Start of Data provided
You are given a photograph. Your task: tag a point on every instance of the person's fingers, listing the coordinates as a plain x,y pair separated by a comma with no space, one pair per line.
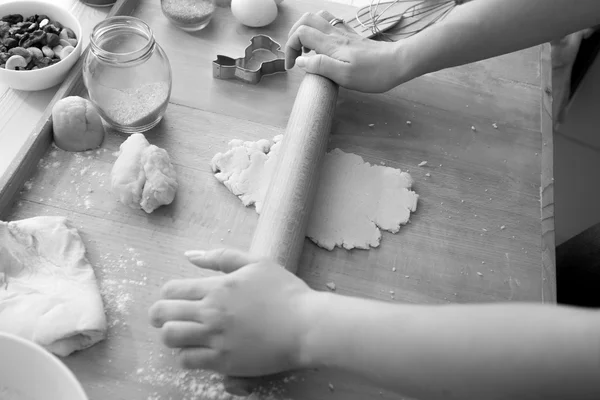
177,334
305,36
323,65
313,20
224,260
326,15
173,310
199,358
188,289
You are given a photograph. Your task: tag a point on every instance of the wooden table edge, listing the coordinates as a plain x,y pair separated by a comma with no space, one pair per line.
547,179
24,164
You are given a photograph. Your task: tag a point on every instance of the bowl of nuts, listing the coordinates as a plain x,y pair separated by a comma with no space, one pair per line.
39,44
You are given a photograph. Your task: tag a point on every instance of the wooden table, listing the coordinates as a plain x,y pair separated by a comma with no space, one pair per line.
479,234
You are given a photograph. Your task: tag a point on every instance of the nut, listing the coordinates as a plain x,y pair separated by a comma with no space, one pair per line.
63,34
50,28
33,27
65,52
36,53
4,28
57,50
35,39
44,62
52,40
9,43
47,51
70,33
19,51
13,18
15,62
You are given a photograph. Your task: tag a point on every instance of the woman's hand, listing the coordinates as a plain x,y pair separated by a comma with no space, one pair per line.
251,321
344,56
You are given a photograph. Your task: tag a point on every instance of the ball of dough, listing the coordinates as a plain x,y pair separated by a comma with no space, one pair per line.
143,175
254,13
77,125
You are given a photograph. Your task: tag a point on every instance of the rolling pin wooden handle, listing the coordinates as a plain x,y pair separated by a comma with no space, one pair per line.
282,224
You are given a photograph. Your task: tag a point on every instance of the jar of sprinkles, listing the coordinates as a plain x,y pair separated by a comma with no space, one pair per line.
127,74
189,15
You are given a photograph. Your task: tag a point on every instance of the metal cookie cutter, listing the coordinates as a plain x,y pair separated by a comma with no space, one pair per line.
245,68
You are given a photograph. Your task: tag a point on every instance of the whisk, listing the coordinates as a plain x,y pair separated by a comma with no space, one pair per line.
398,19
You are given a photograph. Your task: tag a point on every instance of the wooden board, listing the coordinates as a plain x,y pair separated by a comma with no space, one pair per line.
481,180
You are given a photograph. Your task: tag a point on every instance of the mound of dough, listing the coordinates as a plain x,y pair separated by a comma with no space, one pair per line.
48,290
76,124
354,199
143,176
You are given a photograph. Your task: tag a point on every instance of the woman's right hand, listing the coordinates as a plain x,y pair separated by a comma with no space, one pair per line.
344,56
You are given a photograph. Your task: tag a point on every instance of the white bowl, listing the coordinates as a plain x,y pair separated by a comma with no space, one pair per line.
43,78
30,372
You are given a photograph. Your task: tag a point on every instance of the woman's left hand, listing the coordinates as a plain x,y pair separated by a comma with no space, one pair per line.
251,321
343,55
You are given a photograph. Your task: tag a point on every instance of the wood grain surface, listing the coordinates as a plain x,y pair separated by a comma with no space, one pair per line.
476,235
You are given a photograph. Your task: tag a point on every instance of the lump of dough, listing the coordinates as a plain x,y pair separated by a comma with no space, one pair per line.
48,289
161,180
127,175
354,200
76,124
143,176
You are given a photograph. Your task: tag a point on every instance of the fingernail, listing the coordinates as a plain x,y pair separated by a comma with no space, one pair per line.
301,62
194,253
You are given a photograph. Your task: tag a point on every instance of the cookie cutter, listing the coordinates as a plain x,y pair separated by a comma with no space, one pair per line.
228,68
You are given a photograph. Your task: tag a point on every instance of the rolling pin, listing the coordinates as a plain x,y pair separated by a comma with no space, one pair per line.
282,224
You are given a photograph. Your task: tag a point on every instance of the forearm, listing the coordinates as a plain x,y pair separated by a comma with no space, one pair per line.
497,351
480,29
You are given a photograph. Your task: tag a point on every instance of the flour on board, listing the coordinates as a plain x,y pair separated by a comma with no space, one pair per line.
354,199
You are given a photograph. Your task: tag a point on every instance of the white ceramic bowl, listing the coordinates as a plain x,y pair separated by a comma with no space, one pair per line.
30,372
48,77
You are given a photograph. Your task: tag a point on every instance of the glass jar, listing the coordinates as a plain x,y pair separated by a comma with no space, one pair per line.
127,74
189,15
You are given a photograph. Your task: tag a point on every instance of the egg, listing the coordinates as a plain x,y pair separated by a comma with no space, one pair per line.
254,13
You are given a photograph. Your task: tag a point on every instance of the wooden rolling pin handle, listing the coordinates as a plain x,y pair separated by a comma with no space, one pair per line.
282,224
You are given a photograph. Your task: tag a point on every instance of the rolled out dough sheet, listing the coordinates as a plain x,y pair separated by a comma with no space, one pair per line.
48,290
354,199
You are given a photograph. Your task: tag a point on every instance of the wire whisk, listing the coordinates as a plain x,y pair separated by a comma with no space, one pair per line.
399,19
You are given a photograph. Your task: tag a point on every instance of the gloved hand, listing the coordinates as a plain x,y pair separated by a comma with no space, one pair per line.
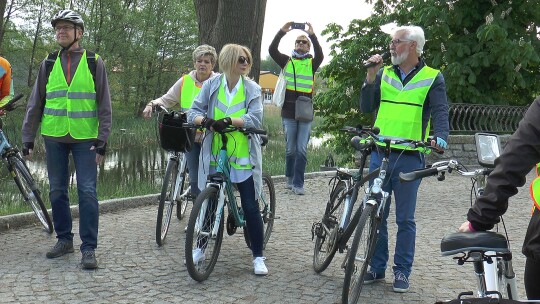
End of Data provided
▶ Problem to solve
Please set down every record above exactly as it appears, leaving out the pictures.

▶ Output below
You are given a photograph. Your task: tag a point on every instance of the person's fingers, listing the coordinates as a plain x,y pair separated by a comma with no space, one pair per line.
177,334
305,36
323,65
313,20
224,260
326,15
173,310
199,358
188,289
You are given a photograph. Your task: tag a point on every instance of the wooden table edge, listing the coordinates as a plain x,y pair separated by a comma with no space, one pair per line.
547,179
24,164
You are given a photograph. Your task: tag a point on every instance of the bowl of nuts, listing the coordinates as a plain x,y pair separated by a comma with no space, one pair per line.
39,44
You are given a photograph. Your task: tag a point on every instance of the wooden table, listing the coordinates as a plain x,y pair separated by a comma with no space, one pair per line.
479,234
You are given a photograph. Your task: tag a point on every instance of the nut, listing the coordinates as a plain x,y pair separated by a comma with no space, one pair per line.
63,34
50,28
33,27
65,52
36,53
4,28
57,50
35,39
44,62
52,40
9,43
47,51
70,33
19,51
13,18
15,62
You are given a photograph. Your task: tag a point on every instance of the woman's hand, listing the coordinates as a plain x,y pair separated by a comma with no space, one pair per line.
251,321
344,56
You are given a photograph. Your task: tag a point on every instance of the ball of dough, listing the coordinates as a plain x,y pair separated by a comma with no space, one pair per line.
143,175
254,13
77,125
You are given a photograph. Your task: tag a point on every instance of the rolling pin wooden handle, listing the coordinates as a plain x,y pair separated by a comma with no space, one pair per line.
282,224
You are given a photograph. Your task: tag a point on every instance of the jar of sprinkles, listing the coordinates as a plain x,y pair separated by a comma with no space, one pair per line.
127,74
189,15
You are given a photograph. Your task: tag a point on every instance of the metal cookie cutter, listing the coordinates as a plain x,y pair separated by a comma with no space, one pair per line.
245,68
You are given a photograph. Your task: tag a point on every instance of the whisk, listing the coordinates as a plain x,y pair separated by a comma with no space, one pair per line.
398,19
You are given a photograph. Your task: tag a point on every instance of the wooden board, listing the coordinates as a plain x,y pair separated by a comma with no space, one pair per line.
481,180
You are given a photograph. Your task: tag a point on every instance of the mound of dough, listing the coordinates as a plain x,y pair separated by a comma with no space, one pair per line.
48,290
76,124
354,199
143,176
You are given a photograph. Your task: tag a point on every instance of the woman's right hand, listing the coordinates as a plain x,y pair separated by a comma with no space, one pair per line.
344,56
You are given a photograph. Your task: tag a point on every instance of the white bowl, listing the coordinates as a plain x,y pair separated by a comma with no space, one pair per line.
43,78
30,372
You are given a photograph. Your task: tag a point on every instance of the woman's left hand, listing the coordinates as a plain x,y pair separated by a comma with no space, one pair per line.
251,321
343,55
You are given a photograph. Your task: tag a point on every instance of the wood grain surface, listing the coordinates as a plain x,y pair separated by a comma with no space, one pair per line.
476,235
You are given a photograph. Your task: tag a point on every instance of the lump of dough, listing the coordinates as a plain x,y pair separated by a comma with no space, one pair per line.
48,289
161,180
127,175
354,200
76,124
143,176
You are given a photograph. Your task: tag a point on every instance of the fingernail, listing the coordinates as a plain x,y pair separated by a comma with no space, one pair per line.
301,62
194,253
You are given a photograph. Your task: tag a point on every instance of the cookie cutter, listing the coordinates as a plain x,y pair separated by a comma with no space, one pair per line.
228,68
You are given a photograph. Your task: tag a point on every instance of the rolling pin, listing the coordinates as a plain x,y pair separated by a comma with no space, one pair per line.
282,224
You are given a photograph. Your task: tag a point on every instance of the forearm, listing the coordinates as a plain x,y pair separated by a comma with no space, one pair per line.
497,351
480,29
You are given a photograph. Your task: tag a point on every instance of the flour on board, listing the coordinates as a plain x,y pair separated by a comma with no space, one pair per line.
354,199
You are given a photograph. Your task: tag a point on every instance of the white ceramic bowl, listing the coordinates as a plain x,y pair separated by a comma with no space, one pair per line.
30,372
48,77
You are given a photograph. Your task: tag a point on every instance of the glass jar, listing the coordinates as a plain x,y pair separated by a comma with no space, one pair per line.
127,74
189,15
You are given a photograph. Your task: tag a point on every instance of the egg, listing the coordinates as a plain x,y pair separated by a comma with no space, one pair per line.
254,13
You are given a photograph. Your task: tag a point on every instance of the wooden rolling pin handle, listing the coordinates as a plain x,y pair separated by a comma with no space, one pair per line.
282,224
You are given a photograph. Your task: tag a point on every instance of the rolled out dough sheet, listing the coordinates as a plain x,y pair separated by a comma with no space, one pair per line.
48,290
354,199
You are given a photograph. Your task: tag a point on every instance of the wire whisk, listing the coordinates as a plain x,y pair separated by a comma with no space, one pair per line.
399,19
You are given a photograph. Your task: tag a point on every instance of the gloved hand, listing the coordinates as a plain x,y pair separated by a comma with no space, one pair per line.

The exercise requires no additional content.